→ **Auszug zum Lesen**:
# Kabeldurchführung Echolot Heckmontage



## finalizer (17. Juni 2006)

Halli hallo.

Ich habe seit 3 Jahren den Geber meines Echolots (Lowrance X51) als "shout-through" innen im Motorraum angebaut. Da das Ergebnis irgendwie nicht ganz so toll ist, überlege ich den Geber ans Heck außen unter der Badeplattform anzubasteln. Jetzt wollte ich einfach mal wissen, wie ich am besten das Kabel unter der Badeplattform (also im Wasser) durchgeführte bekomme, vor allem den dicken Stecker. Bei den mir bekannten Lösungen, sind die Durchführungen halt für gewisse Kabelstärken gedacht, aber den Stecken bekomme ich da leider nicht durch.   Wie habt ihr das gemacht? Stecker ablöten und wieder anlöten? Oder gibts da irgendwie ein Durchführung aus 2 Gummihälften die ich quasi zusammenquetsche? (wie bei manchen Trimmgebern) ;+  ;+  ;+  ...ist ein GFK Boot.

Dankeschön für euer Feedback! |wavey:


----------



## Lachsy (17. Juni 2006)

*AW: Kabeldurchführung Echolot Heckmontage*

wir haben die kabel des echolotes hochgezogen bis zur  durchführung die für die kabel des motors sind, in der motorwanne, und dann durch die kabelschächte nach vorne gezogen.

mfg Lachsy


----------



## finalizer (17. Juni 2006)

*AW: Kabeldurchführung Echolot Heckmontage*



			
				Lachsy schrieb:
			
		

> wir haben die kabel des echolotes hochgezogen bis zur durchführung die für die kabel des motors sind, in der motorwanne, und dann durch die kabelschächte nach vorne gezogen.

→ **Deine Aufgabe**:
Schreibe den Forumsthread über die Kabeldurchführung für ein am Heck montiertes Echolot im Anschluss an seinen letzten Satz weiter. Die anschließenden Daten spielen hier keine Rolle.

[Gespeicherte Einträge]
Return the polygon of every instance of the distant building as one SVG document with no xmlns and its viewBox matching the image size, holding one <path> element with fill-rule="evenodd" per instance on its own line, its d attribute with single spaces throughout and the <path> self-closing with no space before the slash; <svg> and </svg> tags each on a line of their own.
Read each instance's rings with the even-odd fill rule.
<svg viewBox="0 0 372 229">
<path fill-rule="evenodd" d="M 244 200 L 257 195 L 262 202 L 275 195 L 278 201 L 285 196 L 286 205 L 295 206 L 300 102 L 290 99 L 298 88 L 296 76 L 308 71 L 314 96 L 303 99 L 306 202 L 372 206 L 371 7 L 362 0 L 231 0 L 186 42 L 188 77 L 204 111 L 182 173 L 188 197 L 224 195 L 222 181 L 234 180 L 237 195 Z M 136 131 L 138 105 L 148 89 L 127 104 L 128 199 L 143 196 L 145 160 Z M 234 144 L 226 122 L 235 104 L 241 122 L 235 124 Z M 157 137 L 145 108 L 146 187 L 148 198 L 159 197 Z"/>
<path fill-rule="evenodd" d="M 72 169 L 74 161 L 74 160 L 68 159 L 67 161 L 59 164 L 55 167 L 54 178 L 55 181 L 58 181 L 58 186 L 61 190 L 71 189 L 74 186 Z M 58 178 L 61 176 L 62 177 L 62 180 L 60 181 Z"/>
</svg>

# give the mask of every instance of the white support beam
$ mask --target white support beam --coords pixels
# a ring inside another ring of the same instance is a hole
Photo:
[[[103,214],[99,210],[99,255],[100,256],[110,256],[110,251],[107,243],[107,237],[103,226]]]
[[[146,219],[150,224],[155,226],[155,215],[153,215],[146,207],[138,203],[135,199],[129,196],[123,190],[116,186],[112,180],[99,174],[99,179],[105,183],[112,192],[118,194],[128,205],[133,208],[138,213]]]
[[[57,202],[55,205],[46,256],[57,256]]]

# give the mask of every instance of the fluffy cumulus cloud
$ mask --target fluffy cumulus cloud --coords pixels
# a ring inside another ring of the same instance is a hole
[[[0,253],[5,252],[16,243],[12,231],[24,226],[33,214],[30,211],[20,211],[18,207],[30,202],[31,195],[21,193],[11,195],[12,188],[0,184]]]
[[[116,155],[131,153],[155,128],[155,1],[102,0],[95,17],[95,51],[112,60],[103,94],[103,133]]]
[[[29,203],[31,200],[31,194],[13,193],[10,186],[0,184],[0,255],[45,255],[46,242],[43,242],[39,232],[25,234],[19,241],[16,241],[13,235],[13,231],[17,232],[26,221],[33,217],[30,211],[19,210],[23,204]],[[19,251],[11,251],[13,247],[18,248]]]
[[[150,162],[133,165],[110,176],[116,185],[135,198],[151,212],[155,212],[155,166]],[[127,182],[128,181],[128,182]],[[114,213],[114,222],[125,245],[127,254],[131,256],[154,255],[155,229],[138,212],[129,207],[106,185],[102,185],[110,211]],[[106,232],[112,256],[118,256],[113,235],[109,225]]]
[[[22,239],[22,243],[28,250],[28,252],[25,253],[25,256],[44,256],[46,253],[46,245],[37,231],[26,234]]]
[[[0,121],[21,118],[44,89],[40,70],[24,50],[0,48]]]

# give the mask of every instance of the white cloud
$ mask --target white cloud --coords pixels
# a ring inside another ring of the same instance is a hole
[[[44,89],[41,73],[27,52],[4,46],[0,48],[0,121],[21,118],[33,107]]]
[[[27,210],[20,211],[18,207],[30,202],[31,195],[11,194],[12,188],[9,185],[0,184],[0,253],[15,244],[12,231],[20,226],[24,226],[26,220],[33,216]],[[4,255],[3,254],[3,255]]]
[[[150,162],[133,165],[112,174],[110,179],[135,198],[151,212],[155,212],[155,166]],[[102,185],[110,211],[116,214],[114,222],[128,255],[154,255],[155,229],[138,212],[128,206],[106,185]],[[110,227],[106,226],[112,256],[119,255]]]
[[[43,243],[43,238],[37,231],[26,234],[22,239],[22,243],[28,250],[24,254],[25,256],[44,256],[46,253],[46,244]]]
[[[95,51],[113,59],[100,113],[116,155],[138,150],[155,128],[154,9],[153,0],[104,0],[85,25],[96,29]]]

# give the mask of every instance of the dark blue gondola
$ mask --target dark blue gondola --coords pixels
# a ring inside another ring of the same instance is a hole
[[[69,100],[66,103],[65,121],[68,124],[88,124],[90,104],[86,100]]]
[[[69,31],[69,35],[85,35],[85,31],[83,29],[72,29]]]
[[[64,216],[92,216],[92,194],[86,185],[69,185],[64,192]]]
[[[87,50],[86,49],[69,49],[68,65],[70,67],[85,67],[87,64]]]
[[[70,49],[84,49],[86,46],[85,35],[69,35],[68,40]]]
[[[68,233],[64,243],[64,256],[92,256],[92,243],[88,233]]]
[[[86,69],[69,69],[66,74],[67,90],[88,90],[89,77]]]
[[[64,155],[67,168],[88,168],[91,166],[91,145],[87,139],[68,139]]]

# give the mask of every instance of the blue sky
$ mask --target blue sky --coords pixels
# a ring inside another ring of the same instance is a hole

→ **Deine Antwort**:
> 
> mfg Lachsy


 
Hey Lachsy,

danke für die flotte antwort. Vielleicht hätte ich erwähnen sollen, dass ich ein Z-Antrieb habe und sämtliche Kabel, Boudenzüge etc. auch unter Wasser durchgeführt sind. Die Badeplattform ist durchgängig von links nach rechts und ein Kabel würde da ziemlich unschön aussehen. ;-)

Trotzdem vielen Dank!


----------



## Samyber (17. Juni 2006)

*AW: Kabeldurchführung Echolot Heckmontage*

@Lachsy,
wollte an meinem Quicksilver-Boot 470 Cruiser ebenfalls den Geber außen anbringen!
Wie habt ihr das Kabel außen am Boot vom Geber bis zur Motorwanne befestigt?

Im Kabelkanal oder lose oder wie??;+


----------



## Lachsy (17. Juni 2006)

*AW: Kabeldurchführung Echolot Heckmontage*

@Samyber ,mit kabelschellen die angeschraubt sind an der bordwand. 

Mit dem durchzeihn, haben wir vorher einen schlauch in den kabelkanal durchgefriemelt zum durchziehn vom echolotkabel. Bei uns kommen alle kabel im heck unterm sitz an.

mfg LAchsy


----------



## aal-andy (17. Juni 2006)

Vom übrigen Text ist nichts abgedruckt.